Request:
Please set out all of the material below as a numbered list, leaving out any blank lines.
▼▼▼
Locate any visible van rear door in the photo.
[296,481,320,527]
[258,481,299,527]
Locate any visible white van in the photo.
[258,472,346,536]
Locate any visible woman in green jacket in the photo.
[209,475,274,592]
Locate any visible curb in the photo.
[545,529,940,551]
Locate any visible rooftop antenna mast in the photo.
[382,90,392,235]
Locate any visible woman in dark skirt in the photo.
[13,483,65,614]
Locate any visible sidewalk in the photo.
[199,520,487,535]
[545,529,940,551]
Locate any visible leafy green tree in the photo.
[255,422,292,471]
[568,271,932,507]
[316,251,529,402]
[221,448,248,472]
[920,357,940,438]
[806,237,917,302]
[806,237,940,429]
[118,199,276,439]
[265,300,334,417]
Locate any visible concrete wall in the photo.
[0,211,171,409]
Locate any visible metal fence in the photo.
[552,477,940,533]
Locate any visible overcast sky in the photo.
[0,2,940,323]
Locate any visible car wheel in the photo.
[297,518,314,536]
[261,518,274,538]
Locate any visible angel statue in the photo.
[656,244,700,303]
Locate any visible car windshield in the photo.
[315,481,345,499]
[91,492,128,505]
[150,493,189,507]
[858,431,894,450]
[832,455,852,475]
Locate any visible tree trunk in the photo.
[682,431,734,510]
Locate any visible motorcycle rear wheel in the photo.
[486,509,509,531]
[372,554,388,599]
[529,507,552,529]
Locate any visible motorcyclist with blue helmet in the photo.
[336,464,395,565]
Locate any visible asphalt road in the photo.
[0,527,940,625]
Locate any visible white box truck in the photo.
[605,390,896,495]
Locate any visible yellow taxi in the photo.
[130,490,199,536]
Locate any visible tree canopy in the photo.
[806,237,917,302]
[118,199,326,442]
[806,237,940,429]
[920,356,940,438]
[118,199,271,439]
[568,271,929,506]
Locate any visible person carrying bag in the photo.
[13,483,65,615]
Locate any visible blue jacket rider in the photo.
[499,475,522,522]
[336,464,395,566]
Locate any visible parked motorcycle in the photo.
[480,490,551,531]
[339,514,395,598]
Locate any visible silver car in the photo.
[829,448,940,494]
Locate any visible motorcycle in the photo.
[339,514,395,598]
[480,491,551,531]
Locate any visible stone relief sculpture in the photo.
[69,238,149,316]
▲▲▲
Complete response:
1. Locate any visible van rear door in the photo.
2. [296,481,320,527]
3. [258,481,299,527]
4. Locate any visible white van in the photo.
5. [258,472,346,536]
6. Locate any visible woman in green jacket in the photo.
7. [209,475,274,592]
8. Locate any visible curb in the photo.
9. [545,529,940,551]
10. Locate any visible rooftop antenna mast in the photo.
11. [382,90,392,235]
12. Locate any visible woman in dark skirt in the photo.
13. [13,483,65,614]
14. Locate any visible sidewalk in the photo.
15. [199,520,487,535]
16. [545,529,940,551]
17. Locate any visible leafy green tree in the photo.
18. [255,422,292,471]
19. [568,271,932,507]
20. [316,251,529,402]
21. [221,448,248,472]
22. [920,357,940,438]
23. [806,237,917,302]
24. [806,237,940,429]
25. [118,199,276,439]
26. [265,300,334,417]
27. Locate any visible concrete wall in the photo.
28. [0,211,171,409]
29. Locate any visible metal fence in the photo.
30. [552,477,940,533]
31. Locate any visible overcast sky in the photo.
32. [0,2,940,323]
33. Locate any visible car wheel in the photo.
34. [297,518,314,536]
35. [261,518,274,538]
36. Locate any visible angel statue in the photo.
37. [656,244,700,303]
38. Locate any visible car windshield in the photo.
39. [315,481,345,499]
40. [91,492,128,505]
41. [150,493,189,507]
42. [858,431,894,450]
43. [832,455,852,475]
44. Locate any visible tree trunk in the photo.
45. [682,431,734,510]
46. Locate any visible motorcycle rear wheel in the photo.
47. [486,509,509,531]
48. [372,554,388,599]
49. [529,507,552,529]
50. Locate any visible motorcyclist with blue helmet in the photo.
51. [336,464,395,565]
52. Locate any visible asphalt road in the photo.
53. [0,527,940,625]
54. Locate any visible white box truck in the photo.
55. [605,390,896,495]
56. Locate any visible yellow taxi in the photo.
57. [130,490,199,536]
58. Locate any visible tree canopy in the photo.
59. [806,237,917,302]
60. [118,199,326,442]
61. [806,237,940,429]
62. [920,356,940,438]
63. [118,199,271,439]
64. [568,271,929,506]
65. Locate any visible person carrying bag in the photo.
66. [13,483,65,615]
67. Locate any visible blue jacket rider in the photo.
68. [499,475,522,522]
69. [336,464,395,566]
70. Locate any visible parked motorcycle in the photo.
71. [480,490,551,531]
72. [339,514,395,598]
73. Locate any visible silver car in the photo.
74. [829,448,940,494]
75. Locate any visible motorcycle in the photo.
76. [339,514,395,598]
77. [480,491,551,531]
78. Locate any visible stone relief sculpture in the photo.
79. [69,238,149,316]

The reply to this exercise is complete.